--- PROBLEM STATEMENT ---
Rewrite the lines from the one containing "(format x=171, y=239)" up to and including the end of the entries, requests included, and scale only these. Multiply every answer coordinate by 2.45 and round to whole numbers, with halves rounding up; leave the request text and its format sample unchanged.

━━━ ITEMS ━━━

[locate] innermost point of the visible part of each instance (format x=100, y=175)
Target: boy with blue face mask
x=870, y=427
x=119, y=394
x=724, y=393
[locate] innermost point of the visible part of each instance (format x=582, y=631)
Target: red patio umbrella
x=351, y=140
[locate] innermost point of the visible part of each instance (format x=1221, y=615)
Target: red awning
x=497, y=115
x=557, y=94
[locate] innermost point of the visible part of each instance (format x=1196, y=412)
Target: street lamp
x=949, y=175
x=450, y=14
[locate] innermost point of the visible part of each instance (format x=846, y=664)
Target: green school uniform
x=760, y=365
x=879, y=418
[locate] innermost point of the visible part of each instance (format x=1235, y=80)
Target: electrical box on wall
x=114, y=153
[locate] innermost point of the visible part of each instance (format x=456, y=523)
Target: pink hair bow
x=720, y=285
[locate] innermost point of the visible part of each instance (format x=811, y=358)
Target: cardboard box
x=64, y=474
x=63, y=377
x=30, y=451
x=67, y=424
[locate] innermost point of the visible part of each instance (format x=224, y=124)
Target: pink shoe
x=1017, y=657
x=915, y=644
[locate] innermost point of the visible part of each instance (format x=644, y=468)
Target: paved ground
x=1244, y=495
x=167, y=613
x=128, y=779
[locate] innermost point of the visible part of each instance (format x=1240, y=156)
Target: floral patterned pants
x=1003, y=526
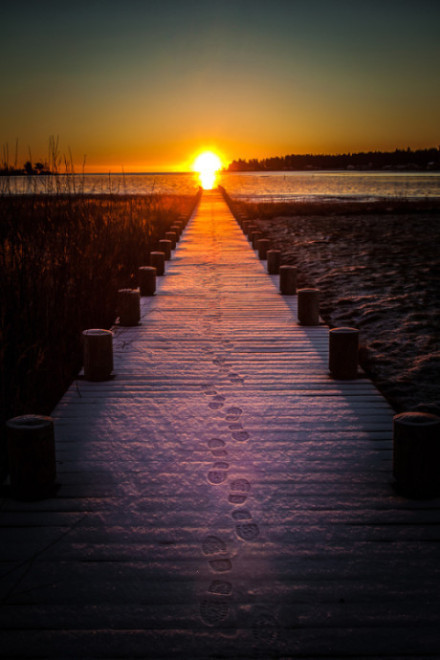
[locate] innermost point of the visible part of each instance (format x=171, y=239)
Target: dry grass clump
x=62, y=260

━━━

--- RESULT OF THE TASK ---
[locate] innermost point of the visible part of each instance (format x=171, y=239)
Target: dry grass clump
x=152, y=637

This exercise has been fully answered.